_Assignment_
The records follow. Copy each one exactly.

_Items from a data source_
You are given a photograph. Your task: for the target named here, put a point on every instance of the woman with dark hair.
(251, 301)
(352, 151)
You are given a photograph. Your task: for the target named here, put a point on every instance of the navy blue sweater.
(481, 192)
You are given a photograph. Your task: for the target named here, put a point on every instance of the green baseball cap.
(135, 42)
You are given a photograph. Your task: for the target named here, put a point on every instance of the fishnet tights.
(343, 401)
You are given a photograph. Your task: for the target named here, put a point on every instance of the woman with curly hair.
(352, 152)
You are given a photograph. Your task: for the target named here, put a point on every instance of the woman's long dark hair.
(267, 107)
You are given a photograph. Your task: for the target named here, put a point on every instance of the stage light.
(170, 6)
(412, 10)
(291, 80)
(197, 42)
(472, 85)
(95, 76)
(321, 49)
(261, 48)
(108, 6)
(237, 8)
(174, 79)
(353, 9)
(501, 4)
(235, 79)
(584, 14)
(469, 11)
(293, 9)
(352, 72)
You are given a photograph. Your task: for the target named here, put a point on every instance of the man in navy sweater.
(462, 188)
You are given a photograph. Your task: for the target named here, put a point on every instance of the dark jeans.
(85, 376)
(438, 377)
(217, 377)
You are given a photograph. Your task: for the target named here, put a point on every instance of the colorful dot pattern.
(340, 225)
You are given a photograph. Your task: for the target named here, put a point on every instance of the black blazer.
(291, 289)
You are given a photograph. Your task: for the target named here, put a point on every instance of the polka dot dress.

_Answer for this exercise_
You are given a photograph. Your task: for the target named here, put a point on every instance of the woman with dark hair.
(251, 301)
(352, 151)
You are given a photograph. Your task: for the target named here, put a point on every instance of the navy blue sweater.
(481, 192)
You are given a photograph. Your task: for the target named here, put a point on every instance of the green baseball cap.
(135, 42)
You are given a photograph. Your task: for the target named here, put a point on every instance of the fishnet tights.
(343, 401)
You are given a photograph. Your task: for the target named here, put a point on every instance of the woman with curly hair.
(352, 152)
You are given a photograph. Your task: for the target named here, put a point on every instance of the woman's long dark hair.
(267, 107)
You are given a photograph. Your task: for the target named here, put a point on every instance of the stage light.
(170, 6)
(412, 10)
(291, 80)
(197, 42)
(472, 85)
(95, 76)
(321, 49)
(261, 48)
(108, 6)
(237, 8)
(174, 79)
(353, 9)
(501, 4)
(235, 79)
(584, 14)
(469, 11)
(293, 9)
(352, 72)
You are given a photograph. Your task: for the target named here, put a point on every instance of the man in navy sweater.
(462, 188)
You are given a photograph. Your task: for the target named here, put a point on every instance of the dark jeans.
(85, 376)
(438, 377)
(217, 377)
You are given a photograph. Your task: for the target named here, put a point on every instance of the colorful dot pattern.
(340, 225)
You are given a photograph. Your task: for the target named here, put a point on every instance of the black blazer.
(291, 289)
You are given a photograph. Your task: for the target named here, put a point on every instance of the polka dot dress.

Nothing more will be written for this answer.